TASK STATEMENT — Quote the line containing "of the glass" and all lines that follow it in the listing below, exactly as written.

**** LISTED RECORDS ****

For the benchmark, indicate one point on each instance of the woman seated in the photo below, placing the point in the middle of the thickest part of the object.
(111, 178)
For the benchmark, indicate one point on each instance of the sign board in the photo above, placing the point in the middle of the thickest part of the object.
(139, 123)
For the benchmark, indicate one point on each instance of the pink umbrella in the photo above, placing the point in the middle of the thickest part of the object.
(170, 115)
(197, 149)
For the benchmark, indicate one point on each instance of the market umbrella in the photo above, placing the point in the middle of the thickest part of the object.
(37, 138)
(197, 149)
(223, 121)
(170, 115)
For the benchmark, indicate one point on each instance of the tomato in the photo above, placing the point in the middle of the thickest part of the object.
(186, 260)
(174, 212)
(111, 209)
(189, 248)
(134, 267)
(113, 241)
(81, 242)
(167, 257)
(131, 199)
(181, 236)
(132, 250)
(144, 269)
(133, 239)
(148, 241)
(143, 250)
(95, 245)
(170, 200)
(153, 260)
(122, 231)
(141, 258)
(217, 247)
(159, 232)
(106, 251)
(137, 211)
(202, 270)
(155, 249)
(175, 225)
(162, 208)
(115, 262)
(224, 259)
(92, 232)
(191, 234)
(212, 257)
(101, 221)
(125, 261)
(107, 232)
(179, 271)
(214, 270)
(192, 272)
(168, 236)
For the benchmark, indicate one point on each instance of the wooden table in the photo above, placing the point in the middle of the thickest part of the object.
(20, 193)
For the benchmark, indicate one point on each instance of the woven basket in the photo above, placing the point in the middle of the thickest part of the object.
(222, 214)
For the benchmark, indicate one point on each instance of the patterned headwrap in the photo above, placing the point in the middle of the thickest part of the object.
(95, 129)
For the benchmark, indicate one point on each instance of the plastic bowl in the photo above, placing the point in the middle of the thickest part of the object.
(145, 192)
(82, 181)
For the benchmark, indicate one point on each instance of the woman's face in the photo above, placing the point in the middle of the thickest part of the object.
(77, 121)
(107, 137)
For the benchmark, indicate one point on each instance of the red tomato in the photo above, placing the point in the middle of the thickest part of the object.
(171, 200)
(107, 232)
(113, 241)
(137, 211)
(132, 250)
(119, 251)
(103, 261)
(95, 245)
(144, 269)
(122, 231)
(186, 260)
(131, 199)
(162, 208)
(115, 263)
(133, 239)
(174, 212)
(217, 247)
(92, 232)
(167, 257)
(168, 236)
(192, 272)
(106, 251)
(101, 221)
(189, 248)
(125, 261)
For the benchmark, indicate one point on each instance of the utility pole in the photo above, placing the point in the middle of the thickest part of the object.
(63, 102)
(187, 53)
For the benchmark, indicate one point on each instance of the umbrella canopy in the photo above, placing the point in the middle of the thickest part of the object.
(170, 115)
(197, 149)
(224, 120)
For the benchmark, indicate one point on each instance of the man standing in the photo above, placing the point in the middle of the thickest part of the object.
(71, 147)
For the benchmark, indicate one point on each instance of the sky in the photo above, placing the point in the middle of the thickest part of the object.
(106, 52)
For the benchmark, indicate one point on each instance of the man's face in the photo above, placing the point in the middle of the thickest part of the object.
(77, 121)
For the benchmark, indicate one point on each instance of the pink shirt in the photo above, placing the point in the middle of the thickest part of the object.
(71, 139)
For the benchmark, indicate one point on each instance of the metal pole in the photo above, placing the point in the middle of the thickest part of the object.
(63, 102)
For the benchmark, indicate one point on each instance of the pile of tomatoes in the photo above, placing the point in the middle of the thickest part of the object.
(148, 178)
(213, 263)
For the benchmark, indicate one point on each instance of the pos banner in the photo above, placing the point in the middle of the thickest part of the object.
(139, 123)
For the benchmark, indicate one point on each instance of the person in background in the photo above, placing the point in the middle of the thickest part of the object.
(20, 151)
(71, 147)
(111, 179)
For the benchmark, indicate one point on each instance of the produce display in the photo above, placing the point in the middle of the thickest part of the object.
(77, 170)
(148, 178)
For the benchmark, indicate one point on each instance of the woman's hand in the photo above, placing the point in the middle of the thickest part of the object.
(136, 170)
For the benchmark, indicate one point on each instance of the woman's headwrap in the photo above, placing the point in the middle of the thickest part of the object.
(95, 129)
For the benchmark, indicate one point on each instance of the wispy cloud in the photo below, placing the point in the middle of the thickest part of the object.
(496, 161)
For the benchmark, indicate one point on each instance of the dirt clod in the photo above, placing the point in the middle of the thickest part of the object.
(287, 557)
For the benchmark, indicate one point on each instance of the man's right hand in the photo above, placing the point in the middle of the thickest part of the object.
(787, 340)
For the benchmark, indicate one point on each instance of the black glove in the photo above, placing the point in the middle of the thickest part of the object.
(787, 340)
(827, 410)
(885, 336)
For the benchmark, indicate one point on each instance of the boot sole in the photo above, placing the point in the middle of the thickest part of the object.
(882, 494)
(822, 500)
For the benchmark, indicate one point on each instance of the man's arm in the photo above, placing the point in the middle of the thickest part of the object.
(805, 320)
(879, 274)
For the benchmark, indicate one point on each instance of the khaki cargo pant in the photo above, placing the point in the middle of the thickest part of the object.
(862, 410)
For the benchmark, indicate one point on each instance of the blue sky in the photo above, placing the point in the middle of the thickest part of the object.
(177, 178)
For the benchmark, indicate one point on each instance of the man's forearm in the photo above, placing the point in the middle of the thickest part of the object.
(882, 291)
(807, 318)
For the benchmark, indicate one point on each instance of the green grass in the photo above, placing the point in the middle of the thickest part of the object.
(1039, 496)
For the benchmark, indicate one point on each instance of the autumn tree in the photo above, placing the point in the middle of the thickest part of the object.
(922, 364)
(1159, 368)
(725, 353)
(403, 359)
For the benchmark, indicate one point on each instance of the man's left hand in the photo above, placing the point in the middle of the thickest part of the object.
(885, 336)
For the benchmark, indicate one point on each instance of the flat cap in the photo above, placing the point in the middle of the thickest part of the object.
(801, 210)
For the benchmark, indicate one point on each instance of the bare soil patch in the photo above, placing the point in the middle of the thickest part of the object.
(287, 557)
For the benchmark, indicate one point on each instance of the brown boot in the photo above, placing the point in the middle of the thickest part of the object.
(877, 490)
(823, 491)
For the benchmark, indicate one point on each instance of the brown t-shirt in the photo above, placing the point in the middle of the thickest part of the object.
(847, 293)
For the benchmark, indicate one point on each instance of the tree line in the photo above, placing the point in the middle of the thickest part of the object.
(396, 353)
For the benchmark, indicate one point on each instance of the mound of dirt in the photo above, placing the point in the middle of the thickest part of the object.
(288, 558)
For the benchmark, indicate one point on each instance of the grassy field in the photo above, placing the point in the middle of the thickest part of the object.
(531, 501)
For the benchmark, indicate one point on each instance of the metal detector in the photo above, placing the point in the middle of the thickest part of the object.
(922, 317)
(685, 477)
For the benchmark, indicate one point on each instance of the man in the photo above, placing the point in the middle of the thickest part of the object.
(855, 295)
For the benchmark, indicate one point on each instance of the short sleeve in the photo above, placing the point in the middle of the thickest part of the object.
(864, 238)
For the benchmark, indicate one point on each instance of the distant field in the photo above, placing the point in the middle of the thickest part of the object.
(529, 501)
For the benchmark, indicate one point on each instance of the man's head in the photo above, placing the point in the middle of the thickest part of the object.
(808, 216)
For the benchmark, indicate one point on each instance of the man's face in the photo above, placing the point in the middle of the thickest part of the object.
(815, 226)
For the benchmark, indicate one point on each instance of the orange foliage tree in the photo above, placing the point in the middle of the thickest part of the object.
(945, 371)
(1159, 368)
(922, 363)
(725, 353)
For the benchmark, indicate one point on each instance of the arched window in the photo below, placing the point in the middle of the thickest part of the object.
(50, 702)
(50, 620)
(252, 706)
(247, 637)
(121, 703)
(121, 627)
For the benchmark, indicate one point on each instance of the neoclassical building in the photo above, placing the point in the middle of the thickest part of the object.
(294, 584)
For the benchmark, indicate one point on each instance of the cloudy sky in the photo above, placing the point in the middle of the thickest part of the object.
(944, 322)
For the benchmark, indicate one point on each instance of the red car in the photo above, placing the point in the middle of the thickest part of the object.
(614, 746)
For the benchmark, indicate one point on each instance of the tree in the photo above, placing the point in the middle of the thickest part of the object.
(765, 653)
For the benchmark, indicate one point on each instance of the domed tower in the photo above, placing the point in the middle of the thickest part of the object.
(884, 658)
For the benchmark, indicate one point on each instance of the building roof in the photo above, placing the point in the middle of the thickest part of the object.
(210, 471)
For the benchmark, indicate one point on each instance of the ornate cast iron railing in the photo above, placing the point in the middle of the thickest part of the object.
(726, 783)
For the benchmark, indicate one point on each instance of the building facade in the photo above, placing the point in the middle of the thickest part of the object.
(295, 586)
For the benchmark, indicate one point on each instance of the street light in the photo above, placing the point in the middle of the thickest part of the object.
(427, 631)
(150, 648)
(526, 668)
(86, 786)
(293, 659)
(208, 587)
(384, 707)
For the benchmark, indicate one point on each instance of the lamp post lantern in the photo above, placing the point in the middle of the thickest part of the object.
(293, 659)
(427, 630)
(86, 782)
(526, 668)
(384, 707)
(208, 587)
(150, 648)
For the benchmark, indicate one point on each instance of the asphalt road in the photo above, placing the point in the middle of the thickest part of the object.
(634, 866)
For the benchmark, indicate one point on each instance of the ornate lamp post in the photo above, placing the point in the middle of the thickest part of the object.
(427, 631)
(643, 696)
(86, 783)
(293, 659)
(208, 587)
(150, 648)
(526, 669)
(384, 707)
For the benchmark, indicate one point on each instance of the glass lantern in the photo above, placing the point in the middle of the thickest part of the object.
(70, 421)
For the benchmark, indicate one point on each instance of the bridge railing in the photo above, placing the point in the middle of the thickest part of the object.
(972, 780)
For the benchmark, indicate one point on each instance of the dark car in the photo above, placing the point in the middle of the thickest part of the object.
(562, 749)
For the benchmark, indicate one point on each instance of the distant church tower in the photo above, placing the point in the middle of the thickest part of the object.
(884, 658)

****

EXERCISE ANSWER —
For the benchmark, indicate one point on each instance of the glass lantern in the photo above, placing the point in the middle of the thickest part of the object.
(70, 421)
For the benchmark, indicate one point on each instance of the bridge railing in the photo above, placing the point in the middle of the thickest part of the object.
(972, 780)
For the benchmark, indicate one point on each instance of the dark car in the photo above, placing the point in the middle of the thickest part of the object.
(562, 749)
For the benchmark, indicate one point on each instance of the distant church tower in the photo above, placing the point in the middle of the thickest part of the object.
(884, 658)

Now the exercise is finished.